■ Items:
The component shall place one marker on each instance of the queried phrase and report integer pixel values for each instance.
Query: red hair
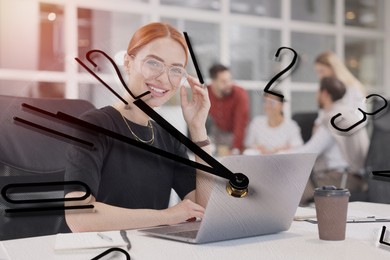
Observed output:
(153, 31)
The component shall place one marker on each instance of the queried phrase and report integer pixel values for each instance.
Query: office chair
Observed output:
(305, 121)
(29, 156)
(378, 156)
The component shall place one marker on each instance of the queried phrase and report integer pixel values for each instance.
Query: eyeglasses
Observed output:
(152, 68)
(271, 102)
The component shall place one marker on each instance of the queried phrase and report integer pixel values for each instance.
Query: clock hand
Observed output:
(238, 183)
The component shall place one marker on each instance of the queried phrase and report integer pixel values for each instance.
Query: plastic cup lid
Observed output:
(331, 191)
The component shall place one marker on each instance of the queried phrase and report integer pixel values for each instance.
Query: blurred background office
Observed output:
(39, 40)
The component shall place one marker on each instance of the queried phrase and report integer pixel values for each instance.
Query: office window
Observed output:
(308, 46)
(271, 8)
(251, 52)
(364, 13)
(321, 11)
(364, 58)
(31, 36)
(197, 4)
(106, 31)
(205, 42)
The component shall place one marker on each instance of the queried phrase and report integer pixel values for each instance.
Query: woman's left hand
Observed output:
(196, 110)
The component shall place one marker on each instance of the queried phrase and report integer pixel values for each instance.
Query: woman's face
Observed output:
(323, 71)
(159, 55)
(272, 105)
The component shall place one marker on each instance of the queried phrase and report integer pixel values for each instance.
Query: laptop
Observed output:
(276, 185)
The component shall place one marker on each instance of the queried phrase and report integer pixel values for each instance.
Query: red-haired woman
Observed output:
(131, 187)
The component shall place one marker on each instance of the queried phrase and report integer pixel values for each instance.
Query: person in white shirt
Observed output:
(327, 64)
(345, 153)
(272, 133)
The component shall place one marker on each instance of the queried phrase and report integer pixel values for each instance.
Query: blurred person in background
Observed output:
(272, 132)
(327, 64)
(343, 154)
(229, 112)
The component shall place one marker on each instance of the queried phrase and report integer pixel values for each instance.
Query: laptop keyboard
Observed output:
(187, 234)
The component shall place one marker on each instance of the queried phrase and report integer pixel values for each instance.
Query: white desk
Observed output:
(299, 242)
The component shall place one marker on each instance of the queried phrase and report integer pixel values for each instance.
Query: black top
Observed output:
(123, 175)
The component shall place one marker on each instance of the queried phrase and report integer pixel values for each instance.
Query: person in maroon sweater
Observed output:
(229, 112)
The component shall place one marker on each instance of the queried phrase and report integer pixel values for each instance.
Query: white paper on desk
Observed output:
(87, 240)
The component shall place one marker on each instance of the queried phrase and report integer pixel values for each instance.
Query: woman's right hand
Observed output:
(182, 212)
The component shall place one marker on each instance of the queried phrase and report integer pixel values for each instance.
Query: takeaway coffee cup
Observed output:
(331, 209)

■ Task directions: Copy out all of the material exactly as written, without its pictures.

■ The solution:
The component shall place one marker on each instance of the queried phrase and report integer pixel values for each instance.
Query: red hair
Observed output:
(153, 31)
The component shall place one marker on each instance of the queried phrase and report integer pixel values for each instance.
Query: office chair
Observed output:
(305, 121)
(29, 156)
(378, 156)
The component shall place one marker on each instance of the queried phrase and report integer pixel values for each instance.
Query: eyeglasses
Observed output:
(152, 68)
(271, 102)
The component shall place one marker on each instance of the queried phrase and report integer pixel values for each instance.
Query: clock hand
Observed output:
(238, 183)
The component shall place one marker on each instance of the queried phrase and report integer pixel values for each instance.
Query: plastic cup lid
Observed output:
(331, 191)
The component shall place one marker on each instance of the queried phrase and report integer pixel values for each instance.
Query: blurred background office
Observed output:
(39, 40)
The component shall place one marker on each instance of the queried phrase and report integer pixel values for each instance.
Query: office window
Observed output:
(308, 46)
(271, 8)
(251, 52)
(364, 13)
(321, 11)
(364, 58)
(31, 36)
(197, 4)
(106, 31)
(205, 42)
The component shall place one marker on each instance of the queried phrase and report integer pixel values for each instance.
Query: woman's left hand
Observed output:
(196, 110)
The component shall place one marker on each instance of the queried phrase and report integer pixel values for each instance.
Query: woman's face
Observed output:
(323, 71)
(159, 55)
(272, 105)
The component shall place one marker on each instance of the queried phrase and report integer pixel values for each instance.
Query: laptop
Observed output:
(276, 185)
The component shall place one marker on each instance of the queried phrase and report integer pixel values for each instance.
Query: red-haired woman
Observed output:
(131, 187)
The component shall place one marker on each instance of the queried phrase and report integer pixel values for each instance.
Query: person in white shirt
Observed output:
(327, 64)
(345, 153)
(272, 133)
The component shall place one marker on each instance of the queried phrase and report integer pixel values for each instance.
Query: blurred person in background
Observed output:
(272, 132)
(327, 64)
(343, 154)
(229, 112)
The component shall place one marker on each instance of the queried phrase and report integer pixel values for each instance.
Query: laptop keyboard
Observed output:
(187, 234)
The component shall place one marker on each instance of the queried phrase and report integer pixel values for each instance.
Query: white desk
Observed output:
(299, 242)
The component shall place one marker on each instance of the queried phrase and report integer pixel values for each instance.
Query: black top
Observed output:
(123, 175)
The component shall place one marker on each instance of the queried phrase and report integer pixel values for each instance.
Query: person in maroon sweater
Observed output:
(229, 112)
The component shall place one marker on each instance of the queried phrase and report integer pixel values for each instance.
Query: white paper on desk
Observed output:
(87, 240)
The component shall place one marker on each instance of the queried phrase and report integer pixel values for each instance.
Query: woman's right hand
Observed output:
(182, 212)
The component shall place one marker on each instance of the queried phrase and report integer pixel values for each instance.
Query: takeaway coffee cup
Observed output:
(331, 209)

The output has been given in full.